-- BEGIN Extract to read --

Question

Let $OPQR$ be a square and $M$ and $N$ be the midpoints of the sides $PQ$ and $QR$ respectively. The ratio of the area of square to the triangle $OMN$ is

• A. $4:1$
• B. $2:1$
• C. $8:3$
• D. $7:3$

Answer 1

The correct option is C $8:3$

Let the coordinates of vertices be
$O=(0,0)P=(a,0)Q=(a,a)R=(0,a)$
Now, the coordinates of $M$ and $N$ are
$M=(\frac{a+a}{2},\frac{0+a}{2})=(a,\frac{a}{2})N=(\frac{a}{2},a)$

Therefore, the area of $△OMN$
$=\frac{1}{2}\left|\begin{array}{cccc}{x}_1& x_2& x_3& x_1\\ y_1& y_2& y_3& y_1\end{array}\right|=\frac{1}{2}\left|\begin{array}{cccc}0& a& \frac{a}{2}& 0\\ 0& \frac{a}{2}& a& 0\end{array}\right|=\frac{1}{2}|0+(a^2-\frac{a^2}{4})+0|=\frac{3a^2}{8}\text{sq. units}$

Area of the square is $a^2$ sq. units.
Hence, the required ratio is $8:3$

-- END Extract to read --
-- BEGIN Information provided --

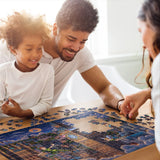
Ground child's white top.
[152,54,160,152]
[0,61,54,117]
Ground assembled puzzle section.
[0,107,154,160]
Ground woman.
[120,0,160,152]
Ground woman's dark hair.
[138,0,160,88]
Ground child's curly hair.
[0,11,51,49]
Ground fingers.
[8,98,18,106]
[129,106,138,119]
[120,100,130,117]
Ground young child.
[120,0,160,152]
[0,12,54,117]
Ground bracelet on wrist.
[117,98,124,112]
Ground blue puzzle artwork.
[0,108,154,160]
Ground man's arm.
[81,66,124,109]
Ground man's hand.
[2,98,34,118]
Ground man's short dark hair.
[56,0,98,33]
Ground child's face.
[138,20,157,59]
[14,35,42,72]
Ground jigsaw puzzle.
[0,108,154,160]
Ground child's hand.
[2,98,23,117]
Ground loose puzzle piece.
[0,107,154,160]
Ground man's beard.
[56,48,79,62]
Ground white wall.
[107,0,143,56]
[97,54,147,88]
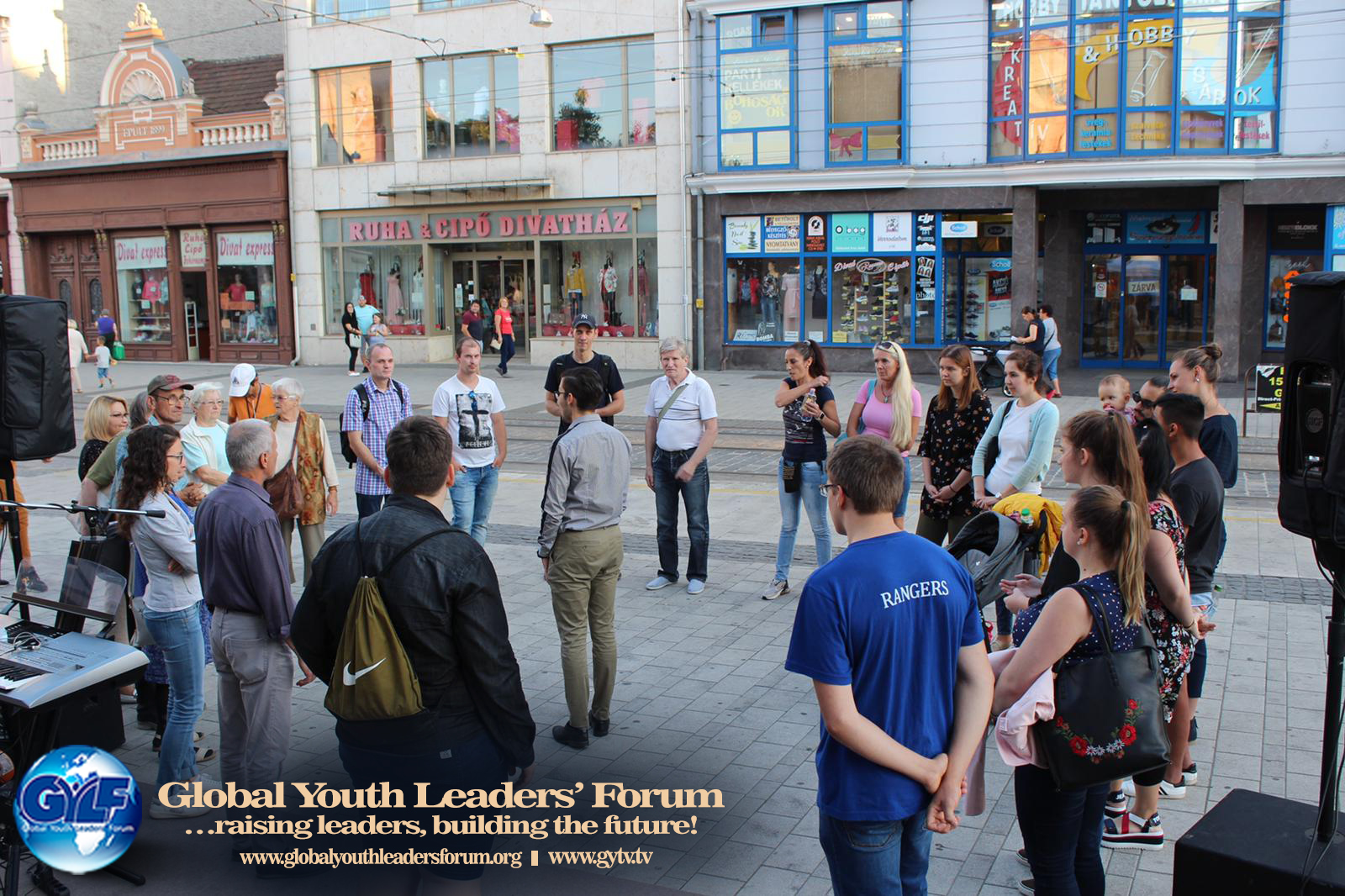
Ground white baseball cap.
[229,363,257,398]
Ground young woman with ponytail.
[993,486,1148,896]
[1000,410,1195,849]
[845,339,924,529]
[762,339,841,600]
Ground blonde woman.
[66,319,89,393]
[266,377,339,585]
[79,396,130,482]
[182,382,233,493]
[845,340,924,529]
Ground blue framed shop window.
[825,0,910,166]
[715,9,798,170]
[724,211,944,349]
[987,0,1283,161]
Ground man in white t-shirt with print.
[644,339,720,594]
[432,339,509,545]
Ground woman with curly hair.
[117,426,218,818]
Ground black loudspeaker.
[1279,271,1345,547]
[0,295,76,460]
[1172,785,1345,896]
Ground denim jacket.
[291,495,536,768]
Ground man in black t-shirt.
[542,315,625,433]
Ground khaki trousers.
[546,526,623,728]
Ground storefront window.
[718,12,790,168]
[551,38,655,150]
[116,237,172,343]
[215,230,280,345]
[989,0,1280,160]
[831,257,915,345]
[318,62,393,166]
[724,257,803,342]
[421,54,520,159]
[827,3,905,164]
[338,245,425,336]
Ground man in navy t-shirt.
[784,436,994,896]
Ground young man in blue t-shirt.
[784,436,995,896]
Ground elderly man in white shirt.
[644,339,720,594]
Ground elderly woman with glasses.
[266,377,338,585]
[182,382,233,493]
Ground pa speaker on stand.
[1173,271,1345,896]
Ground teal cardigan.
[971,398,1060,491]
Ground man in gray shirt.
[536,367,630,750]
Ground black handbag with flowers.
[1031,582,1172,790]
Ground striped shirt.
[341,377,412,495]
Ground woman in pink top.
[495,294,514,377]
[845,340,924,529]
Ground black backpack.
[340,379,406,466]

-- END Information provided --
-- BEGIN Information provided --

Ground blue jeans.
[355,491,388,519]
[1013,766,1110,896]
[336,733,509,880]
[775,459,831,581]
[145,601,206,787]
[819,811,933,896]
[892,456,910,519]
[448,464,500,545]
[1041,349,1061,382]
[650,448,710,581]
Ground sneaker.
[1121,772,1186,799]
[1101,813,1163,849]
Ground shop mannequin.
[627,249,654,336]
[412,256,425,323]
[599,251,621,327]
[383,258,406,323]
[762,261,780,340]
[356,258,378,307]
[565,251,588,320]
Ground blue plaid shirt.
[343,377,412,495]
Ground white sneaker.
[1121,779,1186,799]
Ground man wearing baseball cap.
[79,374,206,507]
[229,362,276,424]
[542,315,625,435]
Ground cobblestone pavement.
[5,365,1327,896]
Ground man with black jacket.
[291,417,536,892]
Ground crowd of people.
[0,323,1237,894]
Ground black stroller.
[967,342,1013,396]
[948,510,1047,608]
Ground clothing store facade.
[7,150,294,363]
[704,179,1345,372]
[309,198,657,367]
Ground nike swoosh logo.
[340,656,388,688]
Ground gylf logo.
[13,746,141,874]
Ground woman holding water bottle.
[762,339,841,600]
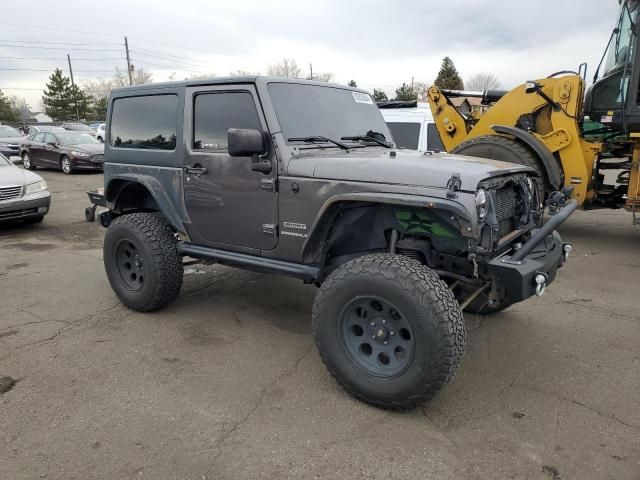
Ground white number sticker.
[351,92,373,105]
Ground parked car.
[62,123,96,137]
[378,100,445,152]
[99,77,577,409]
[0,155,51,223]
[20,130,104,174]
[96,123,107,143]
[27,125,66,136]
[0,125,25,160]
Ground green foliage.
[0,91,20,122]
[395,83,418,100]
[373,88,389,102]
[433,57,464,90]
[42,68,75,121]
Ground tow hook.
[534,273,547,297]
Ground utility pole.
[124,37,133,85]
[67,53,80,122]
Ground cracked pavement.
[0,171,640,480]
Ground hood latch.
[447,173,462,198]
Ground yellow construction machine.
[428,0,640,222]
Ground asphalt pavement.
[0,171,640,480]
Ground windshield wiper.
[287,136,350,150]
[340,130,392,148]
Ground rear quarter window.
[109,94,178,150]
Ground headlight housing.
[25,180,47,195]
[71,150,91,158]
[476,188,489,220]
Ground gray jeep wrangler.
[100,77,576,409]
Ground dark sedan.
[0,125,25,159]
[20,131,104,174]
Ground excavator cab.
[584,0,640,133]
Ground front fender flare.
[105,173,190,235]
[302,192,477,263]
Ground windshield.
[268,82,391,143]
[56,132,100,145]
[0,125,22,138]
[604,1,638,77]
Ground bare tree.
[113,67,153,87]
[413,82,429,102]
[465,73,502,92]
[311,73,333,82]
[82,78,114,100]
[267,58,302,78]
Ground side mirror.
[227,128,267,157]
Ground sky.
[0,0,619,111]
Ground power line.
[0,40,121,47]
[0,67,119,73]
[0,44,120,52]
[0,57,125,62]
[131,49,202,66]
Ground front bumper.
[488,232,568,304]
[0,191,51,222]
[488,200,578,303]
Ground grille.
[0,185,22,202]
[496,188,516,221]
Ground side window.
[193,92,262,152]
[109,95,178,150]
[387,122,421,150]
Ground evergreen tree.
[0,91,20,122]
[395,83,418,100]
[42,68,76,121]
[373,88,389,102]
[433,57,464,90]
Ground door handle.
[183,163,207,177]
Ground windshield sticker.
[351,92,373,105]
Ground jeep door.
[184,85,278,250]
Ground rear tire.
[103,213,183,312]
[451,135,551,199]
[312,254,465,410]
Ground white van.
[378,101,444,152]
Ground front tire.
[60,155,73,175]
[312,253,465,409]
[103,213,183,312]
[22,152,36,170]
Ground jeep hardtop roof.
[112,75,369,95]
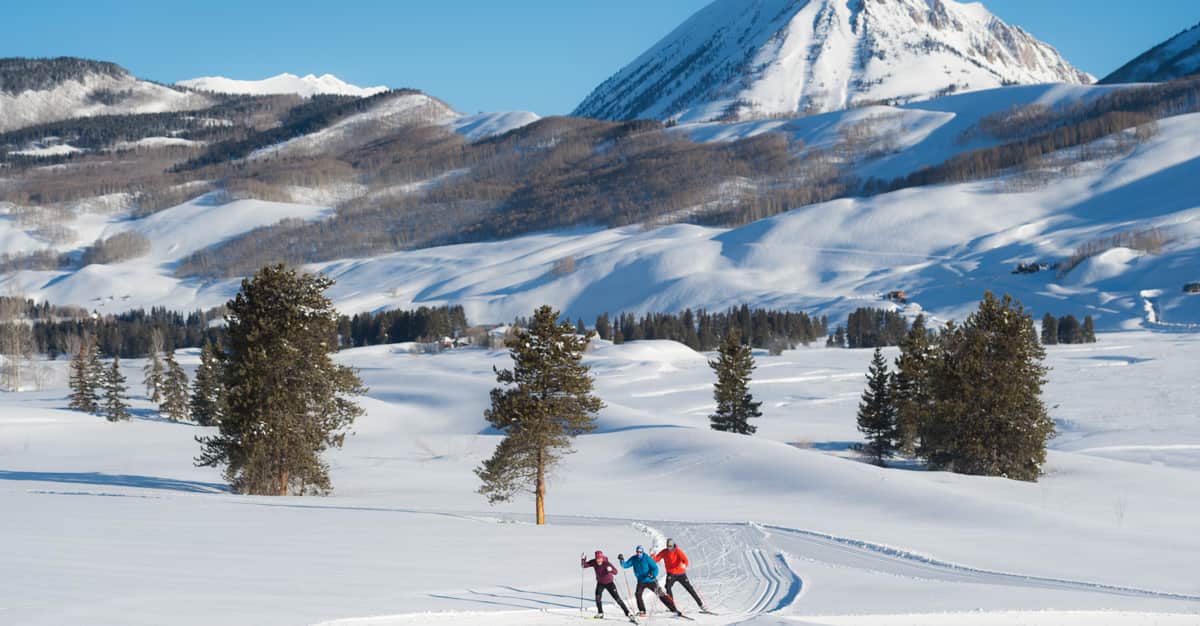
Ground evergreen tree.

-- END Information provided --

→ **The tasks**:
**a.** In the geometry problem, which option is stated to be correct?
**b.** List every answer option that the geometry problem offers, with its letter.
**c.** Reproduce the geometry problem from "Let the coordinates" to "is $a^2$ sq. units.".
The records play no part in any task here.

→ **Written responses**:
**a.** Option C, 8:3

**b.**
A. 4:1
B. 2:1
C. 8:3
D. 7:3

**c.**
Let the coordinates of vertices be
$O=(0,0)P=(a,0)Q=(a,a)R=(0,a)$
Now, the coordinates of $M$ and $N$ are
$M=(\frac{a+a}{2},\frac{0+a}{2})=(a,\frac{a}{2})N=(\frac{a}{2},a)$

Therefore, the area of $△OMN$
$=\frac{1}{2}\left|\begin{array}{cccc}{x}_1& x_2& x_3& x_1\\ y_1& y_2& y_3& y_1\end{array}\right|=\frac{1}{2}\left|\begin{array}{cccc}0& a& \frac{a}{2}& 0\\ 0& \frac{a}{2}& a& 0\end{array}\right|=\frac{1}{2}|0+(a^2-\frac{a^2}{4})+0|=\frac{3a^2}{8}\text{sq. units}$

Area of the square is $a^2$ sq. units.